▶ _Page text_:
______

INVESTMENTS IN ORIGINAL ISSUE DISCOUNT (OID) AND MARKET DISCOUNT (MD) BONDS. The
fund's investments in zero coupon bonds, bonds issued or acquired at a discount,
delayed interest bonds, or bonds that provide for payment of interest-in-kind
(PIK) may cause the fund to recognize income and make distributions to you prior
to its receipt of cash payments. Zero coupon and delayed interest bonds are
normally issued at a discount and are therefore generally subject to tax
reporting as OID obligations. The fund is required to accrue as income a portion
of the discount at which these securities were issued, and to distribute such
income each year (as ordinary dividends) in order to maintain its qualification
as a regulated investment company and to avoid income reporting and excise taxes
at the fund level. PIK bonds are subject to similar tax rules concerning the
amount, character and timing of income required to be accrued by the fund. Bonds
acquired in the secondary market for a price less than their stated redemption
price, or revised issue price in the case of a bond having OID, are said to have
been acquired with market discount. For these bonds, the fund may elect to
accrue market discount on a current basis, in which case the fund will be
required to distribute any such accrued discount. If the fund does not elect to
accrue market discount into income currently, gain recognized on sale will be
recharacterized as ordinary income instead of capital gain to the extent of any
accumulated market discount on the obligation.

DEFAULTED OBLIGATIONS. The fund may be required to accrue income on defaulted
obligations and to distribute such income to you even though it is not currently
receiving interest or principal payments on such obligations. In order to
generate cash to satisfy these distribution requirements, the fund may be
required to dispose of portfolio securities that it otherwise would have
continued to hold or to use cash flows from other sources such as the sale of
fund shares.

THE FUND'S UNDERWRITER

Pursuant to an underwriting agreement, Distributors acts as principal
underwriter in a continuous public offering of the fund's shares. The
underwriting agreement will continue in effect for successive annual periods if
its continuance is specifically approved at least annually by a vote of the
Board or by a vote of the holders of a majority of the fund's outstanding voting
securities, and in either event by a majority vote of the Board members who are
not parties to the underwriting agreement or interested persons of any such
party (other than as members of the Board), cast in person at a meeting called
for that purpose. The underwriting agreement terminates automatically in the
event of its assignment and may be terminated by either party on 60 days'
written notice.

Distributors pays the expenses of the distribution of fund shares, including
advertising expenses and the costs of printing sales material and prospectuses
used to offer shares to the public. The fund pays the expenses of preparing and
printing amendments to its registration statements and prospectuses (other than
those necessitated by the activities of Distributors) and of sending
prospectuses to existing shareholders.

In connection with the offering of the fund's shares, aggregate underwriting
commissions for the fiscal years ended December 31, 1997, 1996 and 1995, were
$94,155, $46,237, and $35,803, respectively. After allowances to dealers,
Distributors retained $8,432, $2,338 and $1,790 in net underwriting discounts
and commissions and received $2,996, $6,015 and $48,847 in connection with
redemptions or repurchases of shares for the respective years. Distributors may
be entitled to reimbursement under the Rule 12b-1 plan for each class, as
discussed below. Except as noted, Distributors received no other compensation
from the fund for acting as underwriter.

______

▶ _Excerpted records_:
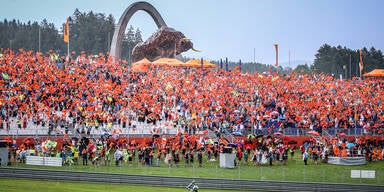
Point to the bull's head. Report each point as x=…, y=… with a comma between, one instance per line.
x=166, y=42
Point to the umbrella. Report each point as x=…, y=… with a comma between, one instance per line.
x=350, y=145
x=277, y=134
x=315, y=133
x=250, y=136
x=237, y=134
x=275, y=113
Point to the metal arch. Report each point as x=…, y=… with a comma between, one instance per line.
x=118, y=35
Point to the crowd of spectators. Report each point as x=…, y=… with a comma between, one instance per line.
x=94, y=91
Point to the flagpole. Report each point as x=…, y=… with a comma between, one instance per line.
x=68, y=43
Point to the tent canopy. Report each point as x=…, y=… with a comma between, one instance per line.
x=197, y=63
x=375, y=73
x=141, y=66
x=168, y=61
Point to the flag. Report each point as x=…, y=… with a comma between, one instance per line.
x=5, y=76
x=361, y=60
x=66, y=32
x=277, y=55
x=226, y=64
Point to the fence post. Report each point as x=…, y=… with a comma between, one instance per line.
x=323, y=175
x=193, y=171
x=216, y=171
x=239, y=172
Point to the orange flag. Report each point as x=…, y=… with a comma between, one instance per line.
x=361, y=60
x=277, y=55
x=66, y=32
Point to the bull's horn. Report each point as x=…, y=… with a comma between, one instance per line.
x=195, y=49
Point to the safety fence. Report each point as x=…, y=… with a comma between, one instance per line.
x=169, y=181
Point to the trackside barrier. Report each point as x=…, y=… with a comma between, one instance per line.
x=47, y=161
x=168, y=181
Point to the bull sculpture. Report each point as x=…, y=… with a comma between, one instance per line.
x=165, y=42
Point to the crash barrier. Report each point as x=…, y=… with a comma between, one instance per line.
x=347, y=160
x=3, y=153
x=168, y=181
x=46, y=161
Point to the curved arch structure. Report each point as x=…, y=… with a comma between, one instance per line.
x=118, y=35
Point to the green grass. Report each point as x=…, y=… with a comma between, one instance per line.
x=17, y=185
x=294, y=170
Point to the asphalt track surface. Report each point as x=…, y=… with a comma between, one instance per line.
x=167, y=181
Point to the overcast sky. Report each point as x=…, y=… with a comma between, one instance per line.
x=237, y=29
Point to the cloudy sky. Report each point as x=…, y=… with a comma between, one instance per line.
x=237, y=29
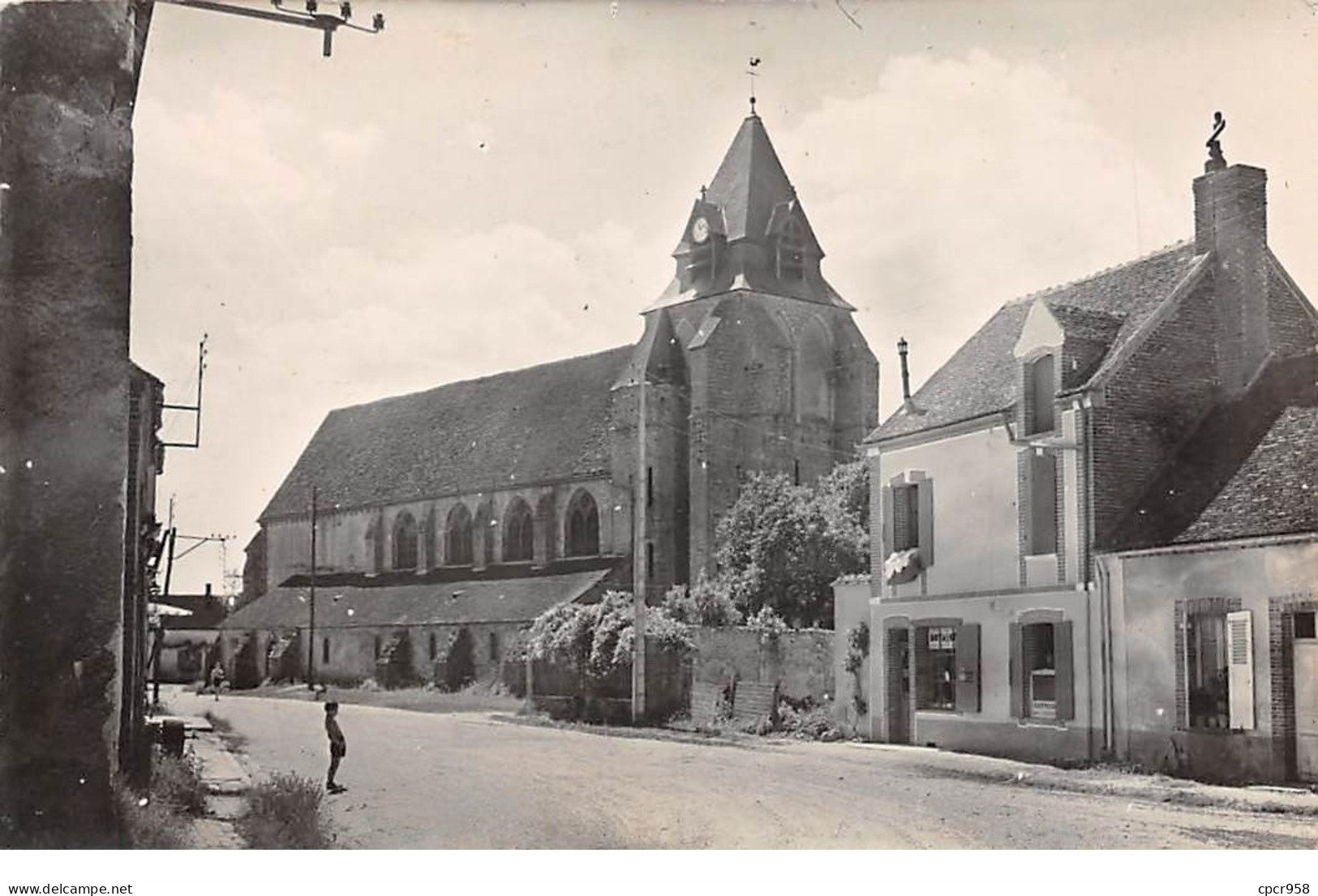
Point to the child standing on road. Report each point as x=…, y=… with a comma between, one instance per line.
x=337, y=746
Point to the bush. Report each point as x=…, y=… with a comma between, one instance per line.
x=178, y=783
x=285, y=813
x=807, y=720
x=704, y=604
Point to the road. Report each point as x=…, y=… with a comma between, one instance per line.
x=470, y=782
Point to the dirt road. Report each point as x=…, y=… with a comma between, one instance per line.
x=467, y=780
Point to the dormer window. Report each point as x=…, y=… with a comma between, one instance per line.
x=791, y=252
x=1040, y=388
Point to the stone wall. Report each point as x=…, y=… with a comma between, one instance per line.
x=799, y=662
x=67, y=86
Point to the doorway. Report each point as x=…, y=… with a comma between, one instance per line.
x=898, y=653
x=1307, y=697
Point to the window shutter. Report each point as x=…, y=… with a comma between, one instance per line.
x=1240, y=668
x=1065, y=674
x=968, y=668
x=1016, y=671
x=924, y=495
x=889, y=521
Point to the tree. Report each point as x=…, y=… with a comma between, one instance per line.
x=782, y=546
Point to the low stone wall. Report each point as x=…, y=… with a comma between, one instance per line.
x=799, y=662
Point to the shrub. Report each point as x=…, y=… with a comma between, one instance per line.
x=285, y=812
x=177, y=782
x=706, y=604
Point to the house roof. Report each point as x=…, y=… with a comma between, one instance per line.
x=1250, y=469
x=542, y=423
x=464, y=602
x=1105, y=312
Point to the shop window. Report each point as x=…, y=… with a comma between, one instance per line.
x=947, y=666
x=936, y=675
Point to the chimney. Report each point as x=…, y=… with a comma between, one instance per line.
x=1231, y=221
x=907, y=405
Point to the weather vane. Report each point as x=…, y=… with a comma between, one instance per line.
x=754, y=63
x=312, y=17
x=1217, y=161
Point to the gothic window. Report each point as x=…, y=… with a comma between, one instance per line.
x=405, y=542
x=518, y=533
x=583, y=526
x=457, y=537
x=791, y=252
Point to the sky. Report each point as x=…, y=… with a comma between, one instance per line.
x=487, y=186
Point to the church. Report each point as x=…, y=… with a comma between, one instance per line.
x=446, y=521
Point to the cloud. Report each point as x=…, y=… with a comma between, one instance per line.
x=957, y=185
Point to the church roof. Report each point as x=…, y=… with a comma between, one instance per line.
x=466, y=602
x=542, y=423
x=1105, y=311
x=750, y=183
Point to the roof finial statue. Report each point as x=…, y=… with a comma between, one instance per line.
x=1217, y=161
x=754, y=62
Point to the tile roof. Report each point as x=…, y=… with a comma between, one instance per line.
x=1103, y=311
x=499, y=600
x=542, y=423
x=1250, y=469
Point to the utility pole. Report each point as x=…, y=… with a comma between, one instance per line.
x=311, y=600
x=639, y=564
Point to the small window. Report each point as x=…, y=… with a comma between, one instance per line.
x=1206, y=664
x=405, y=542
x=936, y=667
x=1040, y=383
x=906, y=517
x=1040, y=657
x=518, y=533
x=1041, y=537
x=1305, y=625
x=457, y=538
x=791, y=252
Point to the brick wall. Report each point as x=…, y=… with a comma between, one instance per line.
x=1153, y=404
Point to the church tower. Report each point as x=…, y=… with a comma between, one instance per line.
x=750, y=362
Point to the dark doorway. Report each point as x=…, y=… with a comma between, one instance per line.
x=898, y=667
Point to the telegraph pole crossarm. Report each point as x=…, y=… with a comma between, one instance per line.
x=312, y=17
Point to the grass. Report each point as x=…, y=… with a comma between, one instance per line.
x=161, y=817
x=286, y=812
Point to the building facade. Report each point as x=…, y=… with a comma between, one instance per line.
x=550, y=484
x=1054, y=508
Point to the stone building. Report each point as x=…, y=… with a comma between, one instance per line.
x=478, y=505
x=78, y=452
x=1096, y=526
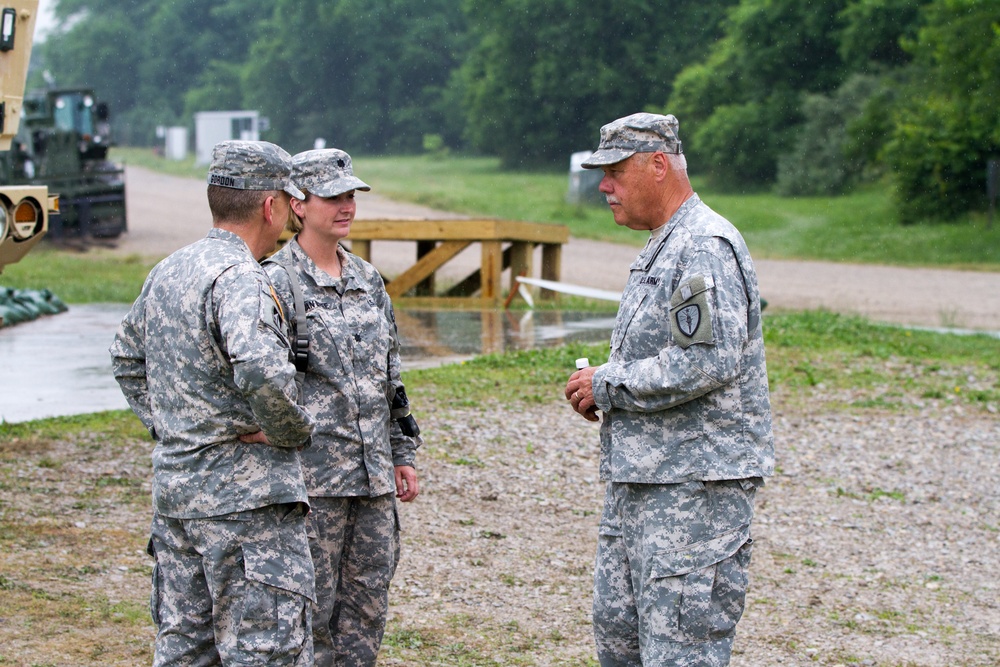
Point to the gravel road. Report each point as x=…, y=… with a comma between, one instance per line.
x=877, y=542
x=166, y=213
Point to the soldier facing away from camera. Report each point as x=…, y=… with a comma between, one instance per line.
x=203, y=358
x=686, y=432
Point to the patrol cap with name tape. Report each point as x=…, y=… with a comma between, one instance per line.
x=638, y=133
x=325, y=172
x=252, y=165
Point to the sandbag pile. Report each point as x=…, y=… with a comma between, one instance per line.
x=21, y=305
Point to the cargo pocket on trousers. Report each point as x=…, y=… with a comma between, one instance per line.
x=274, y=619
x=697, y=593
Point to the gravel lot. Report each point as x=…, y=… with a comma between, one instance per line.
x=877, y=543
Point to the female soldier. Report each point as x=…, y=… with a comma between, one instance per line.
x=364, y=445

______

▶ _What is asked_:
1: Check each statement against the passage on the fund's bonds and underwriter. For each one, answer yes or no and quote the exact words from the text that decide it.
(a) Either party can end the underwriting agreement on 30 days' written notice.
(b) Distributors pays the costs of printing sales material.
(c) Aggregate underwriting commissions for the fiscal year ended December 31, 1996, were $46,237.
2: Carry on the passage on the fund's bonds and underwriter, starting right after its final sentence.

▶ _Results by task_:
1:
(a) No: "may be terminated by either party on 60 days' written notice."
(b) Yes: "Distributors pays the expenses of the distribution of fund shares, including advertising expenses and the costs of printing sales material and prospectuses used to offer shares to the public."
(c) Yes: "aggregate underwriting commissions for the fiscal years ended December 31, 1997, 1996 and 1995, were $94,155, $46,237, and $35,803, respectively."

2:
THE RULE 12B-1 PLANS

Class I and Class II have separate distribution plans or "Rule 12b-1 plans" that
were adopted pursuant to Rule 12b-1 of the 1940 Act.

THE CLASS I PLAN. Under the Class I plan, the fund may reimburse Distributors up
to a maximum of 0.35% per year of Class I's average daily net assets, payable
quarterly, for expenses incurred in the promotion and distribution of Class I
shares.

THE CLASS II PLAN. Under the Class II plan, the fund may reimburse Distributors
up to a maximum of 0.75% per year of Class II's average daily net assets,
payable quarterly, for costs and expenses incurred in connection with the
promotion and distribution of Class II shares. The fund may also reimburse up to
a maximum of 0.25% per year of Class II's average daily net assets, payable
quarterly, to Distributors or Securities Dealers for personal service and the
maintenance of shareholder accounts.

THE CLASS I AND CLASS II PLANS. The terms and provisions of each plan relating
to required reports, term, and approval are consistent with Rule 12b-1.

In no event shall the aggregate asset-based sales charges, which include
payments made under each plan, plus any other payments deemed to be made
pursuant to a plan, exceed the amount permitted to be paid under the rules of
the NASD.

To the extent fees are for distribution or marketing functions, as distinguished
from administrative servicing or agency transactions, certain banks will not be
entitled to participate in the plans as a result of applicable federal law
prohibiting certain banks from engaging in the distribution of mutual fund
shares. These banking institutions, however, are permitted to receive fees under
the plans for administrative servicing or for agency transactions. If you are a
customer of a bank that is prohibited from providing these services, you would
be permitted to remain a shareholder of the fund, and alternate means for
continuing the servicing would be sought. In this event, changes in the services
provided might occur and you might no longer be able to avail yourself of any
automatic investment or other services then being provided by the bank. It is
not expected that you would suffer any adverse financial consequences as a
result of any of these changes.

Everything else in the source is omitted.